◆ Document passage

Assuming that you want to celebrate your next birthday at a fast-food restaurant. Let
us agree that your birthday is on January 2, 20X2. Reservation was made on
November 28, 20X1, and a down payment for your birthday party was made. The
party, held on January 2, 20X2, was a complete success. At the end of the party, your
parents paid the remaining balance using their credit card. The credit card company
paid the fast food restaurant on January 3, 20x2.
We see three important dates in your birthday party package, namely:
1. November 28, 20X1,
2. January 2, 20X2; and
3. January 3, 20X2.
Questions:
1. On what date should the restaurant record the revenue from your birthday party?
2. During what period should the costs of the foods served and other items used in
your party be reported on the SCI?
3. What is the treatment on the credit card payment made on January 2, 20x2 when
the actual settlement by the credit card company was made on January 3, 20x2?

A
  1. The restaurant should record the revenue from your birthday party on January 2, 20X2, the date of the party. This is the point in time when the service was rendered to you and your guests, and when the restaurant earned the revenue.

◆ Supplied material
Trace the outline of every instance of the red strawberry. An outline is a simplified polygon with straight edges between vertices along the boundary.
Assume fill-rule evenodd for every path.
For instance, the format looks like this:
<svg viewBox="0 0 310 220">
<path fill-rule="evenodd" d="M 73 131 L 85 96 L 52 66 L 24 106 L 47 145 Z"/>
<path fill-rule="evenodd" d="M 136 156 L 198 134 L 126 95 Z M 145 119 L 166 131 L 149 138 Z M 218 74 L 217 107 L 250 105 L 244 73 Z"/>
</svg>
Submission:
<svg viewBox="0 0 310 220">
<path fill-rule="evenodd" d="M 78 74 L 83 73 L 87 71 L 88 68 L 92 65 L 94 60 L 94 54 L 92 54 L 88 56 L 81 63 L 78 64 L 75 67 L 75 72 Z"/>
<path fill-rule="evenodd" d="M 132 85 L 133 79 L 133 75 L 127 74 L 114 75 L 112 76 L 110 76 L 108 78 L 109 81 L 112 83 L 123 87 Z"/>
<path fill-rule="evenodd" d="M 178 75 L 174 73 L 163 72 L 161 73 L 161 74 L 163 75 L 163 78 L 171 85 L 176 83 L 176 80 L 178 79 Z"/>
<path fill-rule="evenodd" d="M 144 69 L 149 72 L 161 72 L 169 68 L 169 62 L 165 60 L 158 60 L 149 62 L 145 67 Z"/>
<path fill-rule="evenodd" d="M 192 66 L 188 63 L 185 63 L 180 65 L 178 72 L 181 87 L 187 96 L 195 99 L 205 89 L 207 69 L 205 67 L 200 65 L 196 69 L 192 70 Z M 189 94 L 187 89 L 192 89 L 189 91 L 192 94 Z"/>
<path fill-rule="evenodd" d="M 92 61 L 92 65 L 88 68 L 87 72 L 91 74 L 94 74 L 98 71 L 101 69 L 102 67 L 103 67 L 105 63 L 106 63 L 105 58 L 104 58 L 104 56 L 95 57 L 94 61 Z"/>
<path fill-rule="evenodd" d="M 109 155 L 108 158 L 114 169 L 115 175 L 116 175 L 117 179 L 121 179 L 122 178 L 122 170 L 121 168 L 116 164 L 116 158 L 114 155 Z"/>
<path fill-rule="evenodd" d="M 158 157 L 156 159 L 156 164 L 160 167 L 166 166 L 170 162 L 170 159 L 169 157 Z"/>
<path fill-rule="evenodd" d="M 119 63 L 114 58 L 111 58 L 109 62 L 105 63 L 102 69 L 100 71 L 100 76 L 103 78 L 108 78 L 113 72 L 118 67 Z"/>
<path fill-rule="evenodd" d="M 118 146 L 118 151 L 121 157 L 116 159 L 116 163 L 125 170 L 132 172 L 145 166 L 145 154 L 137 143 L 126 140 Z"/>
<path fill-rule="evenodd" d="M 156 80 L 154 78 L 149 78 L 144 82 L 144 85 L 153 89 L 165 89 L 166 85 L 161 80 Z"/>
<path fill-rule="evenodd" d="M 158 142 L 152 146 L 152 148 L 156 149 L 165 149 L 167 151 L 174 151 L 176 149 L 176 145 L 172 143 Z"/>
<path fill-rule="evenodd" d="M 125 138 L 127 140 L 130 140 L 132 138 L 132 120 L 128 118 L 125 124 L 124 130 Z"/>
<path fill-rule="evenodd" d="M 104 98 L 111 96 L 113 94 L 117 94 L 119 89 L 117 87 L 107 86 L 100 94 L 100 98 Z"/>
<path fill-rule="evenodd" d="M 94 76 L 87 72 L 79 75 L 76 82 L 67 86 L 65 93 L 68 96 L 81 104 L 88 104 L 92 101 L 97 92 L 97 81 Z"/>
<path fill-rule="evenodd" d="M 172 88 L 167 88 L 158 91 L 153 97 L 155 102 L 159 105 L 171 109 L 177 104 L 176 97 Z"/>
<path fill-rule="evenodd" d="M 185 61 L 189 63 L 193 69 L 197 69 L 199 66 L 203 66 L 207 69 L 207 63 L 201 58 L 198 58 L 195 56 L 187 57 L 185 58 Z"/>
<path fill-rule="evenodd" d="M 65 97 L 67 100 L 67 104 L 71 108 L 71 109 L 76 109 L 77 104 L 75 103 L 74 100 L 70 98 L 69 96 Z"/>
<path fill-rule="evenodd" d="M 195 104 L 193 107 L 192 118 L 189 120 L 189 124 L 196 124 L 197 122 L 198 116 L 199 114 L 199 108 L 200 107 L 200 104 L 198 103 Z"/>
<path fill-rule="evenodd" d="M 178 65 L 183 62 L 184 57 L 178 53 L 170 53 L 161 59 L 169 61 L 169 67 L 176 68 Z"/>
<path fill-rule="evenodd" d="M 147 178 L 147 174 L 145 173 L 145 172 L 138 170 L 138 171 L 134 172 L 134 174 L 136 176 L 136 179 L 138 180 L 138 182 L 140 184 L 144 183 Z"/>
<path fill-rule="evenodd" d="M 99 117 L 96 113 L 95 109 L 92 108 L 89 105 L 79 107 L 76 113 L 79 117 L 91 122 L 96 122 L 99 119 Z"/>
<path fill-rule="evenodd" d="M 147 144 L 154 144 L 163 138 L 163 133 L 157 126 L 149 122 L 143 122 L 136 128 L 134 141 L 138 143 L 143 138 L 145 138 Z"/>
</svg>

◆ Requirement
Check each statement against the birthday party passage above and answer yes or no, quoting the exact words of the passage that decide it. 1. The reservation for the party was made on November 28, 20X1. 2. The parents paid the remaining balance in cash. 3. The party took place on January 3, 20X2.

◆ Answer to the task
1. Yes: "Reservation was made on November 28, 20X1"
2. No: "your parents paid the remaining balance using their credit card"
3. No: "The party, held on January 2, 20X2, was a complete success."